----- Given records

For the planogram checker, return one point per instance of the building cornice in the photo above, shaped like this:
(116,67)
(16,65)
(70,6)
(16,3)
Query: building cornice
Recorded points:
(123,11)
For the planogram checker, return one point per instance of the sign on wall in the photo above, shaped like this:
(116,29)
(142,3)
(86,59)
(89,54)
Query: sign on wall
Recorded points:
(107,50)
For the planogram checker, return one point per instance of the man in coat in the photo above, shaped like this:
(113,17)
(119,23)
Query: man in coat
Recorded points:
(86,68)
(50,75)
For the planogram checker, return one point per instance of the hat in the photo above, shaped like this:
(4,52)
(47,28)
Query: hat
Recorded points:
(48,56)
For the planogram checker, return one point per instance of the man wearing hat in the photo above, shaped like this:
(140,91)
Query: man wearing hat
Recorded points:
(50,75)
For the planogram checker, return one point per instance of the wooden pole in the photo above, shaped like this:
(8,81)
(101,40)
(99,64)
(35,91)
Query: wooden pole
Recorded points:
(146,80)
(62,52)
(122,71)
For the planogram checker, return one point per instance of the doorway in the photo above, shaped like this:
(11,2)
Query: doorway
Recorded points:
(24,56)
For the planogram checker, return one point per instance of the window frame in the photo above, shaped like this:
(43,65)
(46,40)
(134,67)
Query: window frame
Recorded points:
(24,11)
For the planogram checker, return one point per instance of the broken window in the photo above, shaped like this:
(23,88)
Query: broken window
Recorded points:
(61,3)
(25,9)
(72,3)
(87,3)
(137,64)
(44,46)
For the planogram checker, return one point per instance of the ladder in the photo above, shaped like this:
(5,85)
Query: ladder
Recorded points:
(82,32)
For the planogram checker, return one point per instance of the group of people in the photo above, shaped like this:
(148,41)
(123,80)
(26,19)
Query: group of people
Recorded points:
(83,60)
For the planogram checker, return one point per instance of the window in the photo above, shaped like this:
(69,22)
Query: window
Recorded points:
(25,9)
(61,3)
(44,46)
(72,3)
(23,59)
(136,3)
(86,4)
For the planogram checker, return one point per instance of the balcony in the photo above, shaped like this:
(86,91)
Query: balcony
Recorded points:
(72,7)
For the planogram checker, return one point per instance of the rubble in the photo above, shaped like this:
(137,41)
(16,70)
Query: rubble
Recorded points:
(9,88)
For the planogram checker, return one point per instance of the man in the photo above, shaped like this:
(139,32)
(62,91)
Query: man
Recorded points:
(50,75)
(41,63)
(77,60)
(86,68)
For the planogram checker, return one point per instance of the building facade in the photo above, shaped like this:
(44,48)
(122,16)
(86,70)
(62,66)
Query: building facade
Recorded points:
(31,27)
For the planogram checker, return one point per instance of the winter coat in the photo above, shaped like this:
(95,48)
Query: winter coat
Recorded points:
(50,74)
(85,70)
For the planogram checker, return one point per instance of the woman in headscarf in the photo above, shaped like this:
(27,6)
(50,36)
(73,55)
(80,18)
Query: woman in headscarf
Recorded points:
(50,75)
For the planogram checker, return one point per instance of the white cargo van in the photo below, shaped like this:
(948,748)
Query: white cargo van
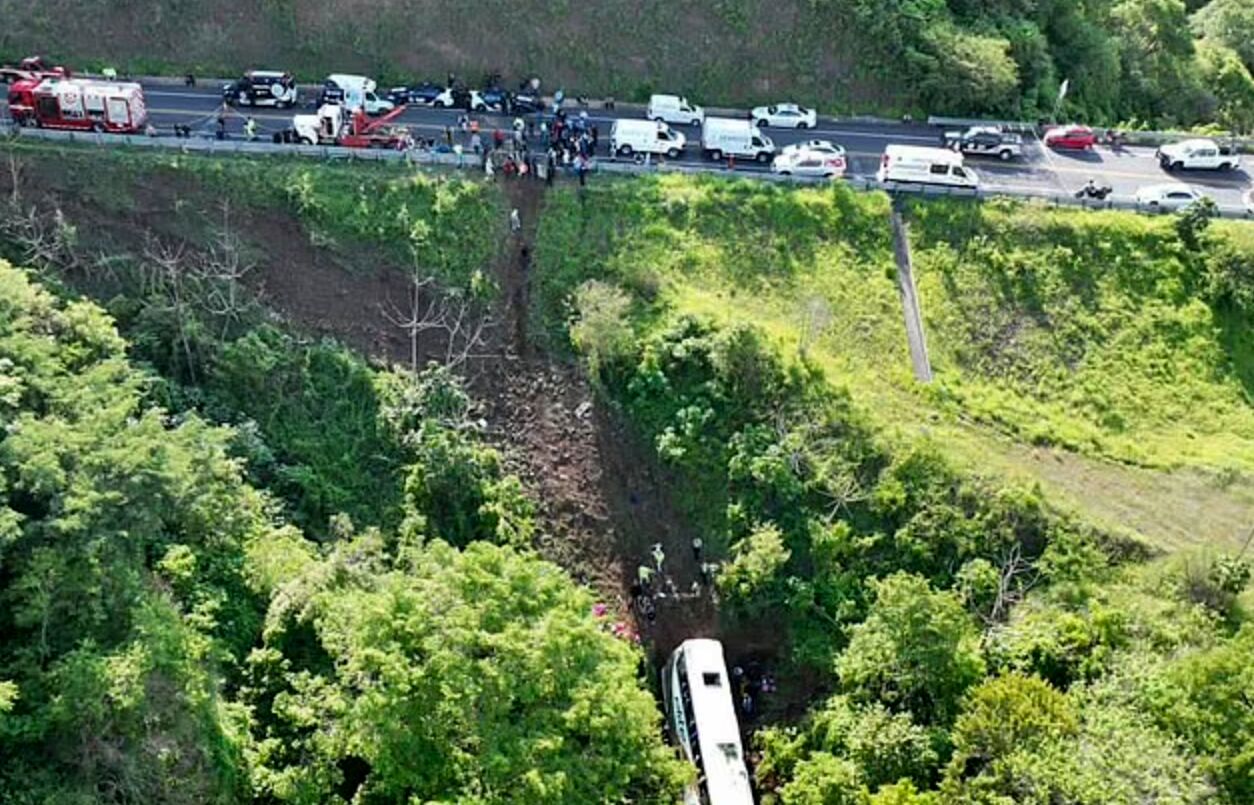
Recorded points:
(645,137)
(355,90)
(924,166)
(674,109)
(724,137)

----------

* Task to complete
Without the pictures, repeat the listing above exactly.

* Written response
For the planogram checker, return one point per instance of the building cornice in the photo above, shaped like this:
(116,67)
(16,65)
(70,6)
(16,3)
Query: building cornice
Recorded points:
(123,11)
For the planogram checker, return one point per instance of the sign on wall in the photo above, shaped like this:
(116,29)
(142,3)
(86,59)
(89,54)
Query: sign on wall
Recorded points:
(107,50)
For the planogram checker, return one point per instance of the man in coat in the photo above, shaped like this:
(113,17)
(119,23)
Query: man in coat
Recorded points:
(86,68)
(50,75)
For the planogram checker, return one point per instance of the hat in the photo above, shaped like this:
(4,52)
(47,28)
Query: hat
Recorded points:
(48,56)
For the planogram checker, return one point per instance of the man wearing hat in the photo above, shaped like this:
(140,91)
Query: man wearing hat
Recorded points:
(50,75)
For the planogram checker, return one point per instance of the wooden pole in the photo above, shaped like this:
(8,81)
(101,40)
(99,64)
(35,91)
Query: wooden pole
Recorded points:
(146,80)
(62,52)
(122,71)
For the planogram checker, return one point per instance of the doorway in the photo above, shaped like this:
(11,2)
Query: doorway
Recorded points:
(24,56)
For the planogram checker, return one point per instance of the window frame in the photo above, shaped like this:
(43,65)
(46,40)
(134,67)
Query: window frame
Recorded points:
(24,11)
For the planogram checker, return one point per instance of the broken window in the photo above, shaped like this:
(23,88)
Query: broken window
Recorded points:
(61,3)
(25,9)
(72,3)
(87,3)
(137,64)
(44,46)
For the planogram checker, return one point per instance of the ladder in the photo above, shaped like this:
(5,85)
Query: ladder
Recorded points:
(82,32)
For the planogram checker, return one point per instance of the group of people in the photo above, shaped like this:
(148,41)
(123,80)
(26,19)
Query: group of people
Recorded points:
(83,60)
For the planogram checker, return one point per instance of the window in the photo above, shaped like this:
(69,22)
Query: window
Recorded points:
(25,9)
(61,3)
(44,46)
(72,3)
(23,59)
(136,3)
(86,4)
For the planogram checker, return one point per instance of the balcony in the photo above, shaped like this:
(86,91)
Query: balcony
Recorded points:
(72,7)
For the planogram checker, return one point per instance of the rubble in the photo above, shaped like this:
(137,41)
(16,70)
Query: rubble
Recorded points:
(9,88)
For the planogram checker, return one point per instance of the man in the photo above, shaped like this:
(139,32)
(62,91)
Query: man
Recorded points:
(50,75)
(41,63)
(77,60)
(86,68)
For the planogram checker, return one point per instance of the building facade in the photo above, shaped like this:
(44,48)
(122,16)
(86,70)
(62,66)
Query: building facade
Recorded points:
(31,27)
For the planogram checker, return one point per instance of the winter coat in the photo above, shaped like this:
(95,48)
Query: winter coat
Recorded points:
(50,74)
(85,70)
For the planogram checker, return one point per instance of the woman in headscarf in the photo above, shaped like this:
(27,6)
(50,36)
(73,55)
(80,18)
Query: woman in headscarf
Recorded points:
(50,75)
For the planogram checker, return one point per instance of the white cargo van in the photo below, shaped like this:
(948,748)
Query: white cargo van
Recorded points:
(645,137)
(355,90)
(924,166)
(674,109)
(724,137)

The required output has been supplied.